Available records:
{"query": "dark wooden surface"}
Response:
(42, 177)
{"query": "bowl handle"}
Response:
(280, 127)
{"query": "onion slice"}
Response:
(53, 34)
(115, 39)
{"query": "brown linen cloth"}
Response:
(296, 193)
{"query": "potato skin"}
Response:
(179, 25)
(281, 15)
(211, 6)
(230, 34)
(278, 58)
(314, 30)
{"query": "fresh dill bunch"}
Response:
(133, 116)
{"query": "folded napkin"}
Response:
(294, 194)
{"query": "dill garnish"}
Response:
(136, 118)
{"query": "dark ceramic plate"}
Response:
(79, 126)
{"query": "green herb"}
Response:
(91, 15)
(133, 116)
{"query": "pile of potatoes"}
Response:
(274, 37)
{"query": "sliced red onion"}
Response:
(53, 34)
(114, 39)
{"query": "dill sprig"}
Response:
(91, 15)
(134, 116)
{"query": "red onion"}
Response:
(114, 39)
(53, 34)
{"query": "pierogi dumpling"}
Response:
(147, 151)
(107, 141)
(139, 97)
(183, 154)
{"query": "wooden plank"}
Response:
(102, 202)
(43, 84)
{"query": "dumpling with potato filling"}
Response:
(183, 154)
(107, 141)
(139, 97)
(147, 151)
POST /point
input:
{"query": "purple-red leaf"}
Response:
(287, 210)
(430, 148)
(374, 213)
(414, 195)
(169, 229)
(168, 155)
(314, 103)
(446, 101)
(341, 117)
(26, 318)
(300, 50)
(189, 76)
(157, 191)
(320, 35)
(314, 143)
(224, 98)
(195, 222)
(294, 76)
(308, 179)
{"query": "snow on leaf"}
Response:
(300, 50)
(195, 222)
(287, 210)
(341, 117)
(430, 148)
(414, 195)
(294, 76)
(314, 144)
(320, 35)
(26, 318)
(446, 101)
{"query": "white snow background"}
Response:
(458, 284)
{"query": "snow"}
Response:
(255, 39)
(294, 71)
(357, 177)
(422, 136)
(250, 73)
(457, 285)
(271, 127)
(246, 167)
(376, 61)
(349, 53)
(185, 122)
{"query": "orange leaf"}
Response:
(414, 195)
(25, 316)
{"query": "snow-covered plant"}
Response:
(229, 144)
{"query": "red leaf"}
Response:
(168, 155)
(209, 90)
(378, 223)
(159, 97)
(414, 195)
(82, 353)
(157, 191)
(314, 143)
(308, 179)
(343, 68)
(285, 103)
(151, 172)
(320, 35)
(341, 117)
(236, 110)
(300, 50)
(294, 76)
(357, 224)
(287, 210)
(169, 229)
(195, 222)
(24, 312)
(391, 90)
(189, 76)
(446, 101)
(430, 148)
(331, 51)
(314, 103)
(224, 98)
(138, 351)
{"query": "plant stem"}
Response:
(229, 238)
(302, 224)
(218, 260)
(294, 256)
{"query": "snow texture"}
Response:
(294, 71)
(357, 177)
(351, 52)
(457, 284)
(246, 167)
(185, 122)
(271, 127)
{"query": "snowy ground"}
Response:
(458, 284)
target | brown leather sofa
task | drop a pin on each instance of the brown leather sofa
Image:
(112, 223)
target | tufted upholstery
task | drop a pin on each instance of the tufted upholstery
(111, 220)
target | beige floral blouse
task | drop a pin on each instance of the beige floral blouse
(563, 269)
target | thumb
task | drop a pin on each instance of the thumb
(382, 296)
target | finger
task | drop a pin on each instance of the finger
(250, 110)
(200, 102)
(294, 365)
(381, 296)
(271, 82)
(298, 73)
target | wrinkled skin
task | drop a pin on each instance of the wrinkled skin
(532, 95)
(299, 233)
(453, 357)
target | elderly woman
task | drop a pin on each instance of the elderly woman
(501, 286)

Task description: Nothing in the entries may be left out; each line is to be output exactly.

Response for this exercise:
{"query": "dark wooden surface"}
Response:
(42, 177)
{"query": "bowl handle"}
Response:
(280, 127)
{"query": "onion slice"}
Response:
(53, 34)
(115, 39)
{"query": "brown linen cloth"}
Response:
(296, 193)
{"query": "potato skin"}
Response:
(179, 25)
(281, 15)
(211, 6)
(230, 34)
(278, 58)
(314, 30)
{"query": "fresh dill bunch"}
Response:
(133, 116)
{"query": "folded napkin"}
Response:
(294, 194)
{"query": "dill garnish"}
Response:
(136, 118)
{"query": "dark ceramic plate"}
Response:
(79, 126)
{"query": "green herb"}
Response:
(91, 15)
(133, 116)
{"query": "pile of potatoes"}
Response:
(274, 37)
{"query": "sliced red onion"}
Response:
(53, 34)
(114, 39)
{"query": "dill sprig"}
Response:
(91, 15)
(134, 116)
{"query": "red onion"}
Response:
(114, 39)
(53, 34)
{"query": "pierogi dumpling"}
Response:
(147, 151)
(107, 141)
(139, 97)
(183, 154)
{"query": "wooden plank"}
Response:
(102, 202)
(43, 84)
{"query": "dumpling with potato filling"}
Response:
(183, 154)
(107, 141)
(139, 97)
(147, 151)
POST /point
input:
{"query": "purple-red leaf"}
Response:
(287, 210)
(430, 148)
(374, 213)
(414, 195)
(169, 229)
(168, 155)
(314, 103)
(446, 101)
(341, 117)
(26, 318)
(300, 50)
(189, 76)
(157, 191)
(320, 35)
(314, 143)
(224, 98)
(195, 222)
(294, 76)
(308, 179)
{"query": "snow on leaf"}
Response:
(300, 50)
(195, 222)
(287, 210)
(341, 117)
(430, 148)
(414, 195)
(294, 76)
(314, 144)
(320, 35)
(26, 318)
(446, 101)
{"query": "white snow background"}
Response:
(458, 284)
{"query": "snow"}
Response:
(255, 39)
(294, 71)
(357, 177)
(422, 136)
(250, 73)
(457, 285)
(271, 127)
(246, 167)
(376, 61)
(349, 53)
(185, 122)
{"query": "orange leaf"}
Response:
(414, 195)
(25, 316)
{"query": "snow-covered plant"}
Response:
(229, 144)
{"query": "red leaf"}
Response:
(168, 155)
(209, 90)
(378, 223)
(159, 97)
(414, 195)
(82, 353)
(157, 191)
(314, 143)
(308, 179)
(343, 68)
(285, 103)
(151, 172)
(320, 35)
(341, 117)
(236, 110)
(300, 50)
(294, 76)
(357, 224)
(287, 210)
(169, 229)
(195, 222)
(24, 312)
(391, 90)
(189, 76)
(446, 101)
(430, 148)
(331, 51)
(314, 103)
(224, 98)
(138, 351)
{"query": "plant stem"}
Response:
(229, 238)
(302, 224)
(218, 260)
(294, 256)
{"query": "snow texture"}
Response:
(294, 71)
(357, 177)
(351, 52)
(457, 284)
(246, 167)
(185, 122)
(271, 127)
{"query": "snowy ground"}
Response:
(458, 284)
target | brown leather sofa
task | drop a pin on each instance of the brown leather sofa
Image:
(112, 223)
target | tufted upholstery
task | drop a pin on each instance of the tufted upholstery
(111, 220)
target | beige floral blouse
task | drop a pin on each instance of the beige floral blouse
(563, 269)
target | thumb
task | drop a pin on each instance of the thumb
(382, 296)
target | finger
task | drop a pin on each instance of the finger
(250, 110)
(200, 102)
(294, 365)
(381, 296)
(271, 82)
(298, 73)
target | wrinkled skin
task | drop a pin on each instance of the wrinkled skin
(532, 95)
(299, 233)
(453, 357)
target | elderly woman
task | drop a pin on each instance of the elderly woman
(501, 286)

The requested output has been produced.